> **TASK DESCRIPTION**
Each record should be written out exactly as given.

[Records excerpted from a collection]
★ ★ ★

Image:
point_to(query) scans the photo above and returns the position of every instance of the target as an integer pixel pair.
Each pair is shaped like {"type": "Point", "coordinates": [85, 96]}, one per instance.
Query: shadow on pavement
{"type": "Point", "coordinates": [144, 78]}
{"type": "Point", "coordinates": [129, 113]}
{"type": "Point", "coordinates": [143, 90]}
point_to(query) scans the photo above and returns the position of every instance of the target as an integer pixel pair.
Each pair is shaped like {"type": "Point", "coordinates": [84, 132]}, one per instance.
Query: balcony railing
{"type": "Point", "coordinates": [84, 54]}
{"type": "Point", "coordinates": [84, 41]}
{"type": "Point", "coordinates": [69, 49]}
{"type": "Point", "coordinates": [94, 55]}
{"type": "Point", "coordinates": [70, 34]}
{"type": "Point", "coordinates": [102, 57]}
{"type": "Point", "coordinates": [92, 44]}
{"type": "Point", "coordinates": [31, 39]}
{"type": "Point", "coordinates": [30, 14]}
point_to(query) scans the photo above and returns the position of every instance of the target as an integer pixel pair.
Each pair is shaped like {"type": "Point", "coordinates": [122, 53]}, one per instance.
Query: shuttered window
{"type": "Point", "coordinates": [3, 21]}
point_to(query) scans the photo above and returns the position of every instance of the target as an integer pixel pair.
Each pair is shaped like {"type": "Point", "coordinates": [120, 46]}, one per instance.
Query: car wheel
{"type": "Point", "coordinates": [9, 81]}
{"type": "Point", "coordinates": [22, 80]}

★ ★ ★

> **SOLUTION FOR THIS TASK**
Image:
point_to(query) scans the photo above and returns the position of every instance of the target as an integer pixel pair.
Each pair is shaped like {"type": "Point", "coordinates": [85, 96]}, one per instance.
Query: shadow on pavement
{"type": "Point", "coordinates": [144, 78]}
{"type": "Point", "coordinates": [129, 113]}
{"type": "Point", "coordinates": [143, 90]}
point_to(query) scans the photo above and returns the position of every instance of the target as an integer pixel pair.
Each pair is shaped like {"type": "Point", "coordinates": [84, 132]}, one per instance.
Query: balcony railing
{"type": "Point", "coordinates": [84, 54]}
{"type": "Point", "coordinates": [84, 41]}
{"type": "Point", "coordinates": [69, 49]}
{"type": "Point", "coordinates": [94, 55]}
{"type": "Point", "coordinates": [70, 34]}
{"type": "Point", "coordinates": [102, 57]}
{"type": "Point", "coordinates": [92, 44]}
{"type": "Point", "coordinates": [31, 39]}
{"type": "Point", "coordinates": [30, 14]}
point_to(query) scans the photo above and returns the position of every instance of the target as an integer pixel pair.
Each pair is shaped like {"type": "Point", "coordinates": [122, 53]}, one per instance.
Query: shuttered window
{"type": "Point", "coordinates": [3, 21]}
point_to(query) scans the photo above and returns the position of every instance of the target as an integer pixel pair.
Each pair is shaped like {"type": "Point", "coordinates": [120, 46]}, one per instance.
Query: car wheel
{"type": "Point", "coordinates": [9, 81]}
{"type": "Point", "coordinates": [22, 80]}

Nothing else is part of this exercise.